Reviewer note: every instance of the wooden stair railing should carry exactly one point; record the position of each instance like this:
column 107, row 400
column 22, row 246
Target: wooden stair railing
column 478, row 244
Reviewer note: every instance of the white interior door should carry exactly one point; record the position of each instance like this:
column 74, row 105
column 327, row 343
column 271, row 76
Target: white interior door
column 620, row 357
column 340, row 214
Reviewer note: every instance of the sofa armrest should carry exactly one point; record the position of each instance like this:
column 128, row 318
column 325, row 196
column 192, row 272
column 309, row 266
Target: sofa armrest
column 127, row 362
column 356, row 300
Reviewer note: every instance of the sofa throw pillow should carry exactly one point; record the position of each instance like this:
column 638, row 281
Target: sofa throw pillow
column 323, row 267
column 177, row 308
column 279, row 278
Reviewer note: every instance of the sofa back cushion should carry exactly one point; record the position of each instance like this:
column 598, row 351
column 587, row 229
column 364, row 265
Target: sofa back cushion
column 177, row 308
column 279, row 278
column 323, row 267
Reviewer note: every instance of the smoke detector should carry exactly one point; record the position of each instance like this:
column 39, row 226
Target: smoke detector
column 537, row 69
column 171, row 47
☆ ☆ ☆ ☆ ☆ ☆ ☆
**To do:**
Reproduce all of the data above word for word, with nothing left out or changed.

**Solution to the problem:**
Reviewer note: every instance of the wooden stair railing should carry exactly one point; record the position of each instance like this:
column 107, row 400
column 22, row 246
Target: wooden stair railing
column 478, row 244
Reviewer note: every instance of the white interior door should carry exactly one point; record the position of each instance like this:
column 74, row 105
column 327, row 343
column 271, row 76
Target: white interior door
column 620, row 357
column 340, row 214
Reviewer note: every instance of the sofa armrest should carry exactly one point; record the position of each instance like this:
column 128, row 318
column 325, row 196
column 192, row 272
column 309, row 266
Target: sofa armrest
column 127, row 362
column 356, row 300
Reviewer note: every instance of the sofa throw pillow should carry exactly one point; record the position of each instance like this:
column 638, row 281
Target: sofa throw pillow
column 323, row 267
column 177, row 308
column 279, row 278
Reviewer note: every instance of the sofa back cushion should carry exactly one point; record the position of each instance like this:
column 598, row 351
column 587, row 229
column 364, row 265
Target: sofa back cushion
column 177, row 308
column 279, row 278
column 323, row 267
Reviewer note: every instance of the smoke detector should carry exactly one point; record the position of each instance like this:
column 39, row 226
Target: smoke detector
column 537, row 69
column 171, row 47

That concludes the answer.